■ **Materials provided**:
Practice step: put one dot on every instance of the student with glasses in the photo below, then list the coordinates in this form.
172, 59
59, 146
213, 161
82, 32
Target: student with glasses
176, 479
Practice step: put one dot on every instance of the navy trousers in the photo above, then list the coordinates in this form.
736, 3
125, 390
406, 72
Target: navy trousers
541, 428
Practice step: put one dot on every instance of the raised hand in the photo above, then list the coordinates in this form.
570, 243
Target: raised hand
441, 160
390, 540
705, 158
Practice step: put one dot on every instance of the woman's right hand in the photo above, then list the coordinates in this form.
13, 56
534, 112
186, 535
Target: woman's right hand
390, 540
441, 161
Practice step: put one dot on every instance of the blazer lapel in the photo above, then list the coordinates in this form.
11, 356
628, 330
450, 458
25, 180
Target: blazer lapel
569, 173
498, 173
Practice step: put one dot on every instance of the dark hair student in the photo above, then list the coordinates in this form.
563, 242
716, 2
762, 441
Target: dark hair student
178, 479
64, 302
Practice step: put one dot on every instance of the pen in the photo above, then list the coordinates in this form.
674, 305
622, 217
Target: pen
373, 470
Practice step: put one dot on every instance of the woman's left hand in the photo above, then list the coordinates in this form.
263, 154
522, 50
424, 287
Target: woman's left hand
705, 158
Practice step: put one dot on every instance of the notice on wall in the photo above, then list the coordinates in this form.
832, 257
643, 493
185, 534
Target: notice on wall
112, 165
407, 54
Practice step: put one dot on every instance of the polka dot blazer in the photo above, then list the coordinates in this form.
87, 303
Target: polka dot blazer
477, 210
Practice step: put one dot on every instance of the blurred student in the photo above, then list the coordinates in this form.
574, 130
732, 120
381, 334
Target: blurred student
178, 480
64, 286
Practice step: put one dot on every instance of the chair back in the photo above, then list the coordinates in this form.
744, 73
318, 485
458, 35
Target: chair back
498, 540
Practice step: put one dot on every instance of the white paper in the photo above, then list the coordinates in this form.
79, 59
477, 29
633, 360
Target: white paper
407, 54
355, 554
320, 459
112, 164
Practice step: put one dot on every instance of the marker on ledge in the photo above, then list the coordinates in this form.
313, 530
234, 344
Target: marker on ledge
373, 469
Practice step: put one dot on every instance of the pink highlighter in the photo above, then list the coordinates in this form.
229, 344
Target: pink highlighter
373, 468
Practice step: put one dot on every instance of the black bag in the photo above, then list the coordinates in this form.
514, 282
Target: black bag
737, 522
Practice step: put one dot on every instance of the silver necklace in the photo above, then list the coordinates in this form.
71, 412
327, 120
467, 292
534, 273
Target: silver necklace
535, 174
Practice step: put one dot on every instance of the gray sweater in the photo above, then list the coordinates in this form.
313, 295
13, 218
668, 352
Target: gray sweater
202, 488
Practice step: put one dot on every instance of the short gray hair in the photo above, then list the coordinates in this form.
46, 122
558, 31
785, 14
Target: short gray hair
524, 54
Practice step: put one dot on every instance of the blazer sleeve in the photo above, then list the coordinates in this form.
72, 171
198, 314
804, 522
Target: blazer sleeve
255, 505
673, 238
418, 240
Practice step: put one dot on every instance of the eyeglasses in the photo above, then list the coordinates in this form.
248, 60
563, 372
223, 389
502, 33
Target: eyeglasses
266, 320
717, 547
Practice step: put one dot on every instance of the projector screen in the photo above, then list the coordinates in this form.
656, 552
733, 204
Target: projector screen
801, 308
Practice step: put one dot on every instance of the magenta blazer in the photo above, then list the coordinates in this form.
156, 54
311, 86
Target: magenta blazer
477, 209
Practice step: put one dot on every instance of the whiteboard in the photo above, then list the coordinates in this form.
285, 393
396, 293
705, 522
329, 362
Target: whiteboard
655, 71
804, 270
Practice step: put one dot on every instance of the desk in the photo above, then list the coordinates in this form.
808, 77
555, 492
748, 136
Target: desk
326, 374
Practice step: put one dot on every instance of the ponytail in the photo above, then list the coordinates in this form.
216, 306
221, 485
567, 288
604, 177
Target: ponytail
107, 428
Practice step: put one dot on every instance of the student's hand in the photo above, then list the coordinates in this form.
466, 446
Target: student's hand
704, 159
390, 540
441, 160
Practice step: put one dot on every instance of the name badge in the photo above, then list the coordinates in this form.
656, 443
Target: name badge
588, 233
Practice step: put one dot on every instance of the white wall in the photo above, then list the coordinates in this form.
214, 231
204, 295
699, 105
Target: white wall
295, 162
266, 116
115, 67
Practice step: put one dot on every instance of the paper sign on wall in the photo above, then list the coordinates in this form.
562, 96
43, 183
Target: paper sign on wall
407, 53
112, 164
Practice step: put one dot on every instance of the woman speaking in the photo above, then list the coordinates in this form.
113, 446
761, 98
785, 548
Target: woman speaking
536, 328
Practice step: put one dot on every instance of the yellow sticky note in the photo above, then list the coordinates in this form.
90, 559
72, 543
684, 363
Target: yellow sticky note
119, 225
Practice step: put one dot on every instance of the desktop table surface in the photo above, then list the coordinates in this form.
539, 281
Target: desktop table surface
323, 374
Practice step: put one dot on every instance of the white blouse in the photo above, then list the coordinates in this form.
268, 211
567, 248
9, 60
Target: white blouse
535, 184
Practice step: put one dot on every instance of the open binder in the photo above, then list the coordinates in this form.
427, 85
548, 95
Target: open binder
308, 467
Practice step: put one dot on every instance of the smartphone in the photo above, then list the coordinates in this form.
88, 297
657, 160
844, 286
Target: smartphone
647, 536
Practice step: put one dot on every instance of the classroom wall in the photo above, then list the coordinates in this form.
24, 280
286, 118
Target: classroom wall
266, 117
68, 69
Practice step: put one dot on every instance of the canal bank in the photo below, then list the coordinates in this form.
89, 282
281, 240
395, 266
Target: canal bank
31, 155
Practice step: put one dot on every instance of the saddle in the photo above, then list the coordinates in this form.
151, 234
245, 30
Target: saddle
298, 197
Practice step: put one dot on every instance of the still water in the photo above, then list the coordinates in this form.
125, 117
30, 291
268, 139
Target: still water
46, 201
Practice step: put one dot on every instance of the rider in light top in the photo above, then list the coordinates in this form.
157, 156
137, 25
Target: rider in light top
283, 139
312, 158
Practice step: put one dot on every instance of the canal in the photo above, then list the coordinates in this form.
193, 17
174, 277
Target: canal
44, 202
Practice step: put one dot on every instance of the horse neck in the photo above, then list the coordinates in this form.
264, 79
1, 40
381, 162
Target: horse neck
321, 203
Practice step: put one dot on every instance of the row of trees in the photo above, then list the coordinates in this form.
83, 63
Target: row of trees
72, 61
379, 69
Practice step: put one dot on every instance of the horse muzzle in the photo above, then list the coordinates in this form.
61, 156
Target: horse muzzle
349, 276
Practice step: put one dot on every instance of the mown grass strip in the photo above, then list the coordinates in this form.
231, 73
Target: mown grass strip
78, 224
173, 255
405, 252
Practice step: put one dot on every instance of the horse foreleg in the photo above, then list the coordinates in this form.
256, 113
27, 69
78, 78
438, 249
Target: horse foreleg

■ **Task description**: Without omission, retype the full listing shown above.

■ **Output of the exercise**:
Practice step: put one dot on every instance of the student with glasses in the photo below, then list the coordinates in this form.
172, 59
59, 146
213, 161
82, 32
Target: student with glasses
176, 479
Practice step: put one dot on every instance of the navy trousers in the photo above, then list the coordinates in this form.
736, 3
125, 390
406, 72
Target: navy trousers
541, 428
Practice step: put one dot on every instance of the raised hand in the photo above, then list the coordinates in this form.
570, 243
Target: raised hand
441, 160
390, 540
705, 158
Practice step: put one dot on every instance of the woman's right hand in the photo above, then list the coordinates in this form.
13, 56
534, 112
186, 535
Target: woman's right hand
390, 540
441, 161
Practice step: put one dot on every instance of the blazer lapel in the photo above, then list the coordinates in this form.
11, 356
628, 330
450, 458
25, 180
Target: blazer lapel
569, 173
498, 173
Practice step: put one dot on every instance of the dark hair student in the photo above, then list the coordinates in this form.
563, 242
716, 2
762, 441
Target: dark hair student
178, 479
64, 302
Practice step: put one dot on every instance of the pen in the photo above, then list the coordinates in this form.
674, 305
622, 217
Target: pen
373, 470
Practice step: put one dot on every instance of the woman's left hand in the photo above, then list the coordinates in this form.
263, 154
522, 50
424, 287
Target: woman's left hand
705, 158
Practice step: put one dot on every instance of the notice on wall in the photo above, then list the coordinates in this form.
832, 257
643, 493
185, 534
Target: notice on wall
112, 165
407, 54
Practice step: put one dot on every instance of the polka dot blazer in the photo above, then list the coordinates in this form.
87, 303
Target: polka dot blazer
477, 210
Practice step: put one dot on every instance of the blurred student in the photo above, then list the coordinates in this form.
574, 130
732, 120
381, 334
Target: blurred student
178, 480
64, 286
Practice step: put one dot on every instance of the chair back in the photo above, then list the coordinates in this form.
744, 73
318, 485
458, 35
Target: chair back
498, 540
Practice step: put one dot on every instance of the white paper in the photo above, then list the coordinates in this form.
79, 59
477, 29
633, 360
Target: white paper
407, 54
355, 554
320, 459
112, 164
Practice step: put one dot on every instance of the marker on ledge in the photo above, then list the coordinates in this form.
313, 530
234, 344
Target: marker on ledge
373, 469
Practice step: put one dot on every instance of the pink highlighter in the photo above, then list the coordinates in this form.
229, 344
Target: pink highlighter
373, 468
Practice step: put one dot on every instance of the black bag in the photo above, then list the coordinates in this form.
514, 282
Target: black bag
737, 522
Practice step: put one dot on every instance of the silver necklace in the photo above, then list the coordinates in this form.
71, 412
327, 120
467, 292
534, 273
Target: silver necklace
535, 174
Practice step: put one dot on every instance of the gray sweater in the photo above, then list the coordinates in this form.
313, 295
13, 218
668, 352
Target: gray sweater
202, 488
Practice step: put one dot on every instance of the short gray hair in the photo above, then list the coordinates in this form.
46, 122
558, 31
785, 14
Target: short gray hair
524, 54
Practice step: put one dot on every instance of the blazer sleeve in the photo above, then list the coordinates in this form.
72, 171
198, 314
804, 522
Target: blazer sleeve
255, 505
673, 238
418, 240
Practice step: put one dot on every instance of the eyeglasses in the photo above, then list the coordinates in this form.
248, 60
563, 372
223, 389
502, 33
Target: eyeglasses
266, 320
717, 547
Practice step: put one dot on every instance of the projector screen in the photo above, then list the coordinates in this form.
656, 552
733, 204
Target: projector screen
801, 308
Practice step: put one dot on every instance of the magenta blazer in the photo above, then list the coordinates in this form.
156, 54
311, 86
Target: magenta blazer
477, 209
Practice step: put one dot on every instance of the whiteboard in the photo above, then list the coordinates in this form.
285, 393
396, 293
705, 522
329, 362
Target: whiteboard
655, 71
804, 270
Practice step: put one dot on every instance of the desk in the photo above, then list the coordinates in this form.
808, 77
555, 492
748, 136
Target: desk
326, 374
Practice step: put one dot on every instance of the ponytail in the photo above, then list the coordinates in this form.
216, 306
221, 485
567, 288
604, 177
Target: ponytail
107, 428
Practice step: put one dot on every instance of the student's hand in the photo above, then list the coordinates in this form.
466, 446
Target: student's hand
704, 159
390, 540
441, 160
Practice step: put one dot on every instance of the name badge in the photo above, then list the coordinates in this form.
656, 443
Target: name badge
588, 233
Practice step: put one dot on every instance of the white wall in the photo above, then list the coordinates in this form.
214, 231
204, 295
699, 105
Target: white wall
295, 162
266, 116
115, 67
Practice step: put one dot on every instance of the paper sign on wall in the photo above, then list the coordinates in this form.
562, 96
43, 183
Target: paper sign on wall
407, 53
112, 164
Practice step: put one dot on every instance of the woman speaking in the photo above, then list the coordinates in this form.
113, 446
761, 98
785, 548
Target: woman speaking
536, 328
Practice step: put one dot on every instance of the yellow sticky note in the photo above, then list the coordinates in this form.
90, 559
72, 543
684, 363
Target: yellow sticky note
119, 225
Practice step: put one dot on every instance of the desktop table surface in the photo above, then list the coordinates in this form.
539, 281
Target: desktop table surface
323, 374
Practice step: put one dot on every instance of the white blouse in the photo above, then list the coordinates in this form.
268, 211
567, 248
9, 60
Target: white blouse
535, 184
Practice step: put one dot on every instance of the open binder in the photo above, then list the coordinates in this form.
427, 85
548, 95
Target: open binder
308, 467
Practice step: put one dot on every instance of the smartphone in the photo above, then list the coordinates in this form.
88, 297
657, 160
844, 286
Target: smartphone
647, 536
Practice step: put one dot on every instance of the classroom wall in the photo above, then list the coordinates in this form.
24, 280
286, 118
Target: classroom wall
266, 117
68, 69
Practice step: put one dot on every instance of the canal bank in the photo below, then list the coordinates in this form.
89, 282
281, 240
395, 266
Target: canal bank
31, 155
Practice step: put one dot on every instance of the saddle in the photo above, then list the coordinates in this form.
151, 234
245, 30
Target: saddle
298, 197
Practice step: put one dot on every instance of the still water in the photo above, then list the coordinates in this form.
125, 117
30, 291
268, 139
Target: still water
46, 201
Practice step: put one dot on every instance of the rider in light top in the photo above, then list the coordinates in this form.
157, 156
137, 25
Target: rider in light top
283, 139
312, 158
Practice step: put one dot on every instance of the canal in the photo above, then list the coordinates in this form.
193, 17
174, 277
Target: canal
44, 202
Practice step: put one dot on every instance of the horse neck in the photo above, then list the coordinates in this form.
264, 79
1, 40
381, 162
Target: horse neck
321, 203
Practice step: put one dot on every instance of the row of trees in the photo above, then list the coordinates in this form.
83, 63
Target: row of trees
72, 61
379, 69
Practice step: put one dot on every instance of the horse muzzle in the photo above, then list the coordinates in this form.
61, 156
Target: horse muzzle
349, 276
Practice step: put one dot on every instance of the mown grass strip in the photo above, then list the coordinates in this form.
231, 73
Target: mown grass strip
78, 224
173, 255
405, 252
Practice step: put one dot on every instance of the horse foreleg in the photo above, then list the coordinates in this form.
256, 113
27, 69
78, 78
438, 249
Target: horse foreleg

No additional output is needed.